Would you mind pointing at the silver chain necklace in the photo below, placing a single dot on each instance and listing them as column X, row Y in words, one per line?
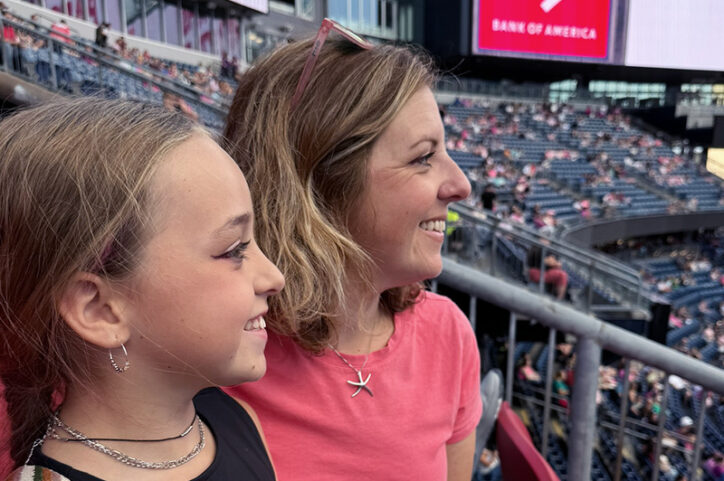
column 361, row 383
column 55, row 422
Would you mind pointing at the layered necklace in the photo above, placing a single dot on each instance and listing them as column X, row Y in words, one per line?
column 94, row 443
column 360, row 384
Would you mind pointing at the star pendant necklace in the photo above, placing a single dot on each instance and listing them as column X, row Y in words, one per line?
column 361, row 383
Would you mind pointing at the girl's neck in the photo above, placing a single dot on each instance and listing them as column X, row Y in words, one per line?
column 128, row 406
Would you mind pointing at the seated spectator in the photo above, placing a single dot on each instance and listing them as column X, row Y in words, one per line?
column 102, row 34
column 526, row 372
column 555, row 278
column 488, row 197
column 714, row 466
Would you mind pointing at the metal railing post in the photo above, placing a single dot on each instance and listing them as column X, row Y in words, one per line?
column 660, row 428
column 694, row 471
column 473, row 311
column 622, row 422
column 583, row 409
column 51, row 62
column 493, row 249
column 3, row 52
column 549, row 391
column 509, row 374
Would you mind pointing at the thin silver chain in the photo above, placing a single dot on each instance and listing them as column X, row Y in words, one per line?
column 121, row 457
column 347, row 362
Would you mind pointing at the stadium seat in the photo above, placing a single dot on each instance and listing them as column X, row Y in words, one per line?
column 519, row 458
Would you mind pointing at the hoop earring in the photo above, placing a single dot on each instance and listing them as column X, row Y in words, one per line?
column 116, row 367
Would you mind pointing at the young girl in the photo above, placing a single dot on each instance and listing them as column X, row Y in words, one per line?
column 129, row 281
column 370, row 377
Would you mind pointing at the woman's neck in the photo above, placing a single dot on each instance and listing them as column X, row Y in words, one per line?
column 124, row 408
column 363, row 326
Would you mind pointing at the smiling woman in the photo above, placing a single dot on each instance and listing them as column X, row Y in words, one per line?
column 351, row 182
column 129, row 281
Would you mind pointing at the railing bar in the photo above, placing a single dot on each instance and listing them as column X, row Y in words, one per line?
column 583, row 408
column 567, row 319
column 509, row 374
column 696, row 457
column 568, row 250
column 549, row 391
column 3, row 52
column 622, row 420
column 493, row 250
column 660, row 428
column 473, row 311
column 542, row 269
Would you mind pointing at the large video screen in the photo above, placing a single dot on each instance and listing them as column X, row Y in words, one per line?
column 572, row 29
column 676, row 34
column 685, row 34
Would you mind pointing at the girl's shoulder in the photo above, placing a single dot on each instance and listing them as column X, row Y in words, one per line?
column 33, row 472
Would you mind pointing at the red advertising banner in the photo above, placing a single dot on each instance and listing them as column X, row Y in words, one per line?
column 576, row 28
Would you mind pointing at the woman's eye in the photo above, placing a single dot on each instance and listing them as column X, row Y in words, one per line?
column 424, row 160
column 236, row 251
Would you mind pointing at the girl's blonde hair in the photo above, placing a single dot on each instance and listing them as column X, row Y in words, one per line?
column 74, row 179
column 307, row 169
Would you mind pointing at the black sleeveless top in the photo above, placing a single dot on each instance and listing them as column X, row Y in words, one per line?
column 240, row 453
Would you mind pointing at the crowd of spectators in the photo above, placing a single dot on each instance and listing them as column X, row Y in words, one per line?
column 520, row 146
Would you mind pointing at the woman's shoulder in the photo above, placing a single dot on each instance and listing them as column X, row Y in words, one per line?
column 431, row 311
column 433, row 304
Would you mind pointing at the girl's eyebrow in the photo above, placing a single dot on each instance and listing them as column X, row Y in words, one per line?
column 233, row 223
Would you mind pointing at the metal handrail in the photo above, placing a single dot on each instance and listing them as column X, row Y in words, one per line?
column 620, row 281
column 617, row 268
column 111, row 54
column 593, row 335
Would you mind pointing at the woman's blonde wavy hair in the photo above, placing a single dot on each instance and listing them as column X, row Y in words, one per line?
column 307, row 170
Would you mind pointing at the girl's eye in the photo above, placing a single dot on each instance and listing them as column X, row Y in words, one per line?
column 236, row 251
column 424, row 160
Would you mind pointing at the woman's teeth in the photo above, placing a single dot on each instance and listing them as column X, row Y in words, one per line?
column 433, row 225
column 256, row 323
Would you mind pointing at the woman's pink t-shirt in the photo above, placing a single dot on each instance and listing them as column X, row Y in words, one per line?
column 426, row 395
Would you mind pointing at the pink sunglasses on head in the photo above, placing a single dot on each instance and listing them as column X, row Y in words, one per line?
column 327, row 26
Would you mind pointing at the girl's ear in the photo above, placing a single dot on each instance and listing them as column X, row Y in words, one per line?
column 90, row 307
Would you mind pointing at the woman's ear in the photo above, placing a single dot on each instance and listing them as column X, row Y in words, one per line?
column 90, row 307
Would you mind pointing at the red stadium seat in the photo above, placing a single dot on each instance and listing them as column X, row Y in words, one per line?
column 519, row 459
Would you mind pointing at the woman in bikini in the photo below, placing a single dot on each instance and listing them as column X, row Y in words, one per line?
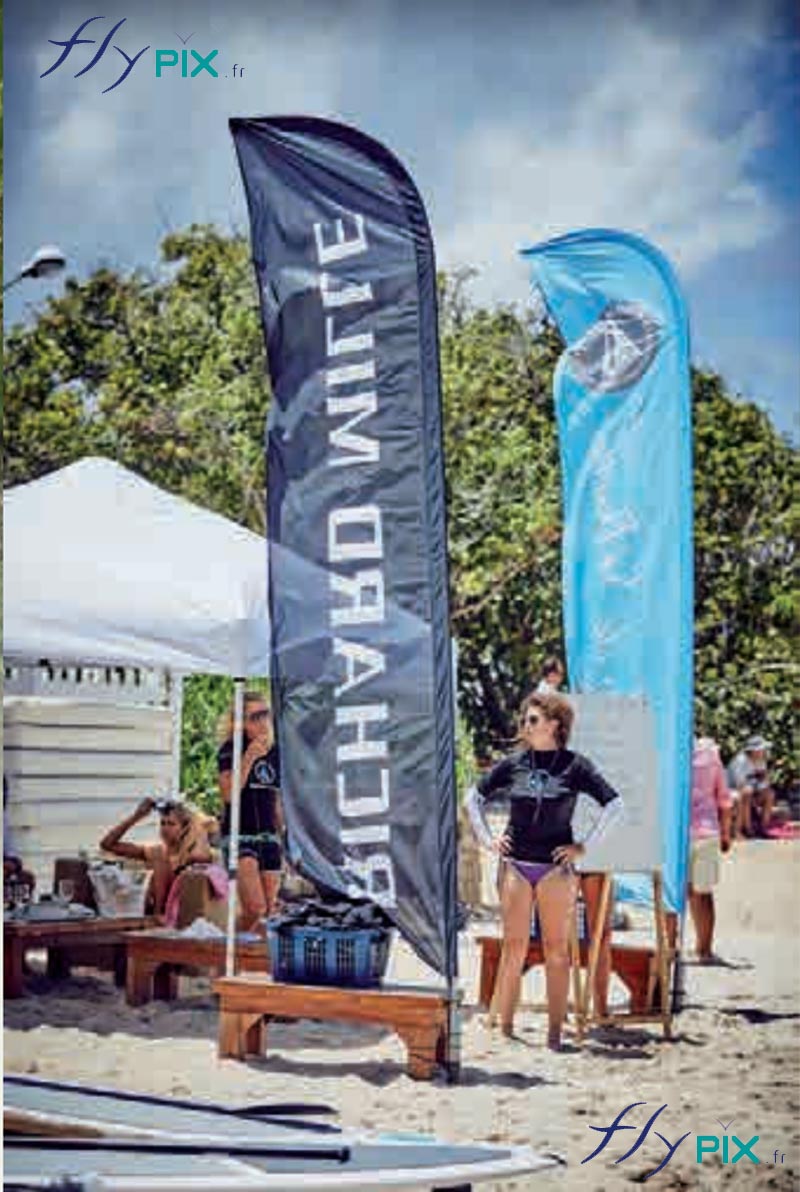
column 183, row 842
column 543, row 782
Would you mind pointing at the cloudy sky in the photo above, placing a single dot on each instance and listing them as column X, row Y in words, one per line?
column 518, row 119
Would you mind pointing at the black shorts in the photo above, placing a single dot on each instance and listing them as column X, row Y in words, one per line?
column 265, row 849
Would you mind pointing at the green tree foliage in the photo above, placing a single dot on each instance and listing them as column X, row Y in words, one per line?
column 167, row 377
column 167, row 374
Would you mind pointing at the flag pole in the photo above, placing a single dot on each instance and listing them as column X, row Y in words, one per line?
column 235, row 806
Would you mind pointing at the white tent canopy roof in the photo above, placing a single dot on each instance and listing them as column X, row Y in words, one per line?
column 101, row 566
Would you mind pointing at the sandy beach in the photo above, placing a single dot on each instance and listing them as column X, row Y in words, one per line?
column 735, row 1055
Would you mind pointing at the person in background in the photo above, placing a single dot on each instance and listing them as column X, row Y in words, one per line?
column 550, row 681
column 183, row 842
column 261, row 824
column 752, row 792
column 543, row 781
column 551, row 677
column 709, row 836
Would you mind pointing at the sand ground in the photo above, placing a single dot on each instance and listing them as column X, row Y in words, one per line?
column 735, row 1056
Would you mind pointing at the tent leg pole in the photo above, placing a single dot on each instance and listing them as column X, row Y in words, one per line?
column 233, row 844
column 453, row 1050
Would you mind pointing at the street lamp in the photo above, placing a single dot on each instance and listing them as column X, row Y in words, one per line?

■ Given request
Give the listing again, starting at the line that contains "Would you mind pointing at the sand ground" and ending at the end of the listing, swapping "street lamp" for "lamppost" and leaving everything else unchanged.

■ Written response
Would you mind pointing at the sand ground in the photo above, placing a single dot on each instance and listing them as column X, row Y in words, one per line?
column 735, row 1056
Would you mind pointing at the tent leg pole in the photo above, placing a single dot on each instance and listing them as column X, row Y in words, one per line?
column 233, row 844
column 453, row 1050
Would you mind pointing at the lamppost in the photo above, placing a single dot on each instance and listing them as column X, row Y in words, one per line?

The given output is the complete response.